* [Challenge]
Reproduce the records verbatim, from their first line through the line containing "point(264, 721)", inclusive.

[start of Data]

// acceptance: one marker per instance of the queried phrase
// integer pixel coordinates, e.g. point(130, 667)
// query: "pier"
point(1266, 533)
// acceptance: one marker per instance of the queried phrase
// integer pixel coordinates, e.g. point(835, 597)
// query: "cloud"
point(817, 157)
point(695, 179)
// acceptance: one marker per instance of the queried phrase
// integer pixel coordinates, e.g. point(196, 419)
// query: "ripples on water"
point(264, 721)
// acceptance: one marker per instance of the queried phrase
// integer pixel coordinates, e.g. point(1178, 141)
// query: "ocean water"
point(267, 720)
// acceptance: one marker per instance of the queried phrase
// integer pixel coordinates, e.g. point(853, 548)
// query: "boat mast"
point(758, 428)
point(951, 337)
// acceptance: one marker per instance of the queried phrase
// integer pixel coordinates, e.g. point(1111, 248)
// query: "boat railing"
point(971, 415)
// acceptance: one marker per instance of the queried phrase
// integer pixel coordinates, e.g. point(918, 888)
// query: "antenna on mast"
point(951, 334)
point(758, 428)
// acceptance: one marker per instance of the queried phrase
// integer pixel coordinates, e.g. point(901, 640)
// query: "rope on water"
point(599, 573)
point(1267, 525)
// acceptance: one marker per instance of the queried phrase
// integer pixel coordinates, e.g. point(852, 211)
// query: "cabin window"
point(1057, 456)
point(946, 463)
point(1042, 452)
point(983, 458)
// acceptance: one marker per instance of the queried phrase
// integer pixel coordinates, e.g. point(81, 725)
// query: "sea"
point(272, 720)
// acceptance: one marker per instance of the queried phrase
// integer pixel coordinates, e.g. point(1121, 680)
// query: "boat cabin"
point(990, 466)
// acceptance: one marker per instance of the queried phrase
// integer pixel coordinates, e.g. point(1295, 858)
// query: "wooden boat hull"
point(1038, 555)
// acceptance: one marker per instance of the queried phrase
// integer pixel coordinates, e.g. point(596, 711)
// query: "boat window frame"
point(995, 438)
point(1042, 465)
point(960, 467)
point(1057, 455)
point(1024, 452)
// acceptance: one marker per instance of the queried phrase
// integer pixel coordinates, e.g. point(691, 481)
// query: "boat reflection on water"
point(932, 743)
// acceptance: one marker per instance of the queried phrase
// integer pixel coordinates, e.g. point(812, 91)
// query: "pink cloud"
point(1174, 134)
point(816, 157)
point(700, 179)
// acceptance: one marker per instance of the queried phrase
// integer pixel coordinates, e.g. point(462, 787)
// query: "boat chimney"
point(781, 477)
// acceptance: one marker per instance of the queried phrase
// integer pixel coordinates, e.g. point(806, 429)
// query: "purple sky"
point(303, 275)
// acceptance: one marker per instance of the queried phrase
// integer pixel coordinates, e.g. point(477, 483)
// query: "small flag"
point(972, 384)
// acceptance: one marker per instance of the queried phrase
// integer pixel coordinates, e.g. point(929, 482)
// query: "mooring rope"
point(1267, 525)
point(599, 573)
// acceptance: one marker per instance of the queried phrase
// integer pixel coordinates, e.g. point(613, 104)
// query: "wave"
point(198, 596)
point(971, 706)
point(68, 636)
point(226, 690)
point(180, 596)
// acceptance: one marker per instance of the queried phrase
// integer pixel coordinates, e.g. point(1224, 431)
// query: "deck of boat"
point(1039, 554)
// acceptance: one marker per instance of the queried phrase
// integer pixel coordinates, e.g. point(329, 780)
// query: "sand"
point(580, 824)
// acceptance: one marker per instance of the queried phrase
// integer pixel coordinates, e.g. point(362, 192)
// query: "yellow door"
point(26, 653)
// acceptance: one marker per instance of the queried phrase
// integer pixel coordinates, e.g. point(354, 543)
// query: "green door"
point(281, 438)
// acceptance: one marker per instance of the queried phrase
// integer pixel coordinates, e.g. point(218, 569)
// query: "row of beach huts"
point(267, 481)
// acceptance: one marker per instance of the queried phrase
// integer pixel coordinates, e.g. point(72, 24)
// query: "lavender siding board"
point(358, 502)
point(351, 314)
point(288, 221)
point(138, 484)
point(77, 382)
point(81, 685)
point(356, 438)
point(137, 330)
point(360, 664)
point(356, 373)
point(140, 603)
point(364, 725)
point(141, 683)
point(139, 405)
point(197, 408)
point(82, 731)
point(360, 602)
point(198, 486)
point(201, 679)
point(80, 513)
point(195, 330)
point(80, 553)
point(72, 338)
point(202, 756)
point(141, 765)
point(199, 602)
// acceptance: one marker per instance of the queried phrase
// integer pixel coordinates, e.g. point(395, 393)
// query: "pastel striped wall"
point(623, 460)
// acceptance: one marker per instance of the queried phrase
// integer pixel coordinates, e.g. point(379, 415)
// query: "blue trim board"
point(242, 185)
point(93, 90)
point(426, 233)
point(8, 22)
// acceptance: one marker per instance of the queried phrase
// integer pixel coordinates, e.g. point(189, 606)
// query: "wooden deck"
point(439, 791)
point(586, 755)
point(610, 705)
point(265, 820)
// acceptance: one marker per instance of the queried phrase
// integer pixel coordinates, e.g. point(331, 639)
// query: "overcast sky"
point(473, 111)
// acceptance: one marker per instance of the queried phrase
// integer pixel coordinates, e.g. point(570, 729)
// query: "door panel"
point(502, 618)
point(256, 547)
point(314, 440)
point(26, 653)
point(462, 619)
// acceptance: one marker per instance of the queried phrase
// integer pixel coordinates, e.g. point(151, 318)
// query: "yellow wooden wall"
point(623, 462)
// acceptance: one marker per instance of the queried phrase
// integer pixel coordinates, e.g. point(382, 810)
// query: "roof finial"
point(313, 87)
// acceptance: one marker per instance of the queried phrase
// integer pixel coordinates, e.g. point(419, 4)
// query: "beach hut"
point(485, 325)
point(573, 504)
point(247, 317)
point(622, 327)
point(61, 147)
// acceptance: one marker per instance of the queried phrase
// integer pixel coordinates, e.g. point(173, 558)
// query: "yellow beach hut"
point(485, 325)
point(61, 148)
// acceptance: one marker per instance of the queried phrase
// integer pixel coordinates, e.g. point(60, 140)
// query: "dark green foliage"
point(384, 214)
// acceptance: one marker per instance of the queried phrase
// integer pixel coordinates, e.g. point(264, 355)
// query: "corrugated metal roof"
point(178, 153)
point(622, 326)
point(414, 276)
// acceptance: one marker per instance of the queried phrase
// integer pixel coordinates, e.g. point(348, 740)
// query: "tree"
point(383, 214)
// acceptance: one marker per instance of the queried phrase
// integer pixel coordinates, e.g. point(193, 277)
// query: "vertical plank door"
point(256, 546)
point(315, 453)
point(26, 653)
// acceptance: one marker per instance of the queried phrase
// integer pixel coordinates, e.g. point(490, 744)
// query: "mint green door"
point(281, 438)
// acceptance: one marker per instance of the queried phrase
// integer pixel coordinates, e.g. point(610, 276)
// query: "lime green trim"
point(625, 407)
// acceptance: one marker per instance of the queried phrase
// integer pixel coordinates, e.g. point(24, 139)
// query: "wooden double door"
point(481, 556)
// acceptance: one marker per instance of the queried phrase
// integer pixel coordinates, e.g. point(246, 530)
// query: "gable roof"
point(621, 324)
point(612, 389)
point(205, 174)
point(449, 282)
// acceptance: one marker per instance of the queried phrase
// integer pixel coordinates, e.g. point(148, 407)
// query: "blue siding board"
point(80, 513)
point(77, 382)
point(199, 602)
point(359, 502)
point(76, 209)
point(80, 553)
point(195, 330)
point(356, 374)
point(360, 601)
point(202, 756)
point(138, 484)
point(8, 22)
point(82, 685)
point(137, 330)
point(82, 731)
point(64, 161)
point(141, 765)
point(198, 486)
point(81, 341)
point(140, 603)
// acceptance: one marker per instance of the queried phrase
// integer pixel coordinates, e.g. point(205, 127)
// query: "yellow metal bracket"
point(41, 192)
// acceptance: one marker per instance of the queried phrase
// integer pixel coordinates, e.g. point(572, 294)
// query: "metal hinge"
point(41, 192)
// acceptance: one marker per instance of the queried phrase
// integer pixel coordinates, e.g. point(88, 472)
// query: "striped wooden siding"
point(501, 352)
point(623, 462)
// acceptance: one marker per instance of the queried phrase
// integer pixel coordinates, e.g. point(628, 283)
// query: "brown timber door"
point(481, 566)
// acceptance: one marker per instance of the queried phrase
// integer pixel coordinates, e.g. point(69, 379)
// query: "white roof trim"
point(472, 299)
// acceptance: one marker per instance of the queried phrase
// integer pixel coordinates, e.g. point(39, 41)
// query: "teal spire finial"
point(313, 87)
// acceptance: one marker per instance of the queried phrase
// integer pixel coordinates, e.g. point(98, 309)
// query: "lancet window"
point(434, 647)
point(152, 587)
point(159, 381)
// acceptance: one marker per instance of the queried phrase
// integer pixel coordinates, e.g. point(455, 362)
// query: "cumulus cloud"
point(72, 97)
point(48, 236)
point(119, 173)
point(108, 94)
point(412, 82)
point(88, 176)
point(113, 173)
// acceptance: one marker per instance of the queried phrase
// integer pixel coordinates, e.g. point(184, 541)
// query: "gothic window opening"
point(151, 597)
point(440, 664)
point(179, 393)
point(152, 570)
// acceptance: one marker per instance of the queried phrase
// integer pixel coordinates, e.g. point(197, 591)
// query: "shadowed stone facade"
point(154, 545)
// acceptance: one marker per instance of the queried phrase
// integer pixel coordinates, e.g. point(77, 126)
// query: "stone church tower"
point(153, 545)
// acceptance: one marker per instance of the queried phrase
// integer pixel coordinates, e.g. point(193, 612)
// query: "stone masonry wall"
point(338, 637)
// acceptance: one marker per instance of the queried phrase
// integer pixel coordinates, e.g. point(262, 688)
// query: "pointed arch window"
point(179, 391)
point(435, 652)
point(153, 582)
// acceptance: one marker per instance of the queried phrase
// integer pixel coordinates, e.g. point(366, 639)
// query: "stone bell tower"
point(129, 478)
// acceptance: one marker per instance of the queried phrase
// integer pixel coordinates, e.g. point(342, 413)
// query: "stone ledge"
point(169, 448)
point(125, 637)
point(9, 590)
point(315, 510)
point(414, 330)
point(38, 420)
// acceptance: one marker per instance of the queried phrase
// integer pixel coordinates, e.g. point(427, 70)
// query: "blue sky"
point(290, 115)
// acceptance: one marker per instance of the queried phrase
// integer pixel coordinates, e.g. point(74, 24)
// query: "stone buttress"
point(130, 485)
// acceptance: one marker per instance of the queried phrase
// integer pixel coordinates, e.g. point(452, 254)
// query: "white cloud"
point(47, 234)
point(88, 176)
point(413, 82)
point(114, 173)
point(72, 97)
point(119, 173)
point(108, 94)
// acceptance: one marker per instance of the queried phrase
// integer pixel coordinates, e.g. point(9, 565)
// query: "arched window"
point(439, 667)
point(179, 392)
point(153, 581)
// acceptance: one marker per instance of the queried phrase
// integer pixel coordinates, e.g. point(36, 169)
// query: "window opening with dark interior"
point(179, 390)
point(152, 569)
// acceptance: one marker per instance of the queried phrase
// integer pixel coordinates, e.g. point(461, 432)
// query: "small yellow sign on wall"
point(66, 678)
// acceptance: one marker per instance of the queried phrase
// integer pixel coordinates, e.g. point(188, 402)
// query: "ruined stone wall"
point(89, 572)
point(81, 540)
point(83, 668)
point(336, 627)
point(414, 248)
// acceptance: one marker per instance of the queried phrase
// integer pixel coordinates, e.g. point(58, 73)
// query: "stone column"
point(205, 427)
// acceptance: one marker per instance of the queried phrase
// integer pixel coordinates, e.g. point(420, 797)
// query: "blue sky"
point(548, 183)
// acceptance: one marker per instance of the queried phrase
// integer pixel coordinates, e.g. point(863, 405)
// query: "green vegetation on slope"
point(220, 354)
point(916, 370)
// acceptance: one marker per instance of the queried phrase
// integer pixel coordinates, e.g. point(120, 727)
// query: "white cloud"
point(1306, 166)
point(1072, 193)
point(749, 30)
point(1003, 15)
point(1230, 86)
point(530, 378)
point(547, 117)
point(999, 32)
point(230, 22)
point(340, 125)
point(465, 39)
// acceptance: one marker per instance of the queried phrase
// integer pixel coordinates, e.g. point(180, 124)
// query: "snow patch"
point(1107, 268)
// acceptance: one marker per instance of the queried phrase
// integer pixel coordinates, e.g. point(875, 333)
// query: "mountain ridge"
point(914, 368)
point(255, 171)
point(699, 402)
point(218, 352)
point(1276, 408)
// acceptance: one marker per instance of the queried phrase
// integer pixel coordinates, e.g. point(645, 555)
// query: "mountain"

[end of Data]

* [Written response]
// acceptance: one marker per instance of the queried phrase
// integer pixel coordinates, e.g. point(130, 667)
// query: "pier"
point(1266, 533)
// acceptance: one marker per instance of the queried phrase
// integer pixel coordinates, e.g. point(835, 597)
// query: "cloud"
point(817, 157)
point(695, 179)
// acceptance: one marker per instance of the queried phrase
// integer pixel coordinates, e.g. point(196, 419)
// query: "ripples on water"
point(264, 721)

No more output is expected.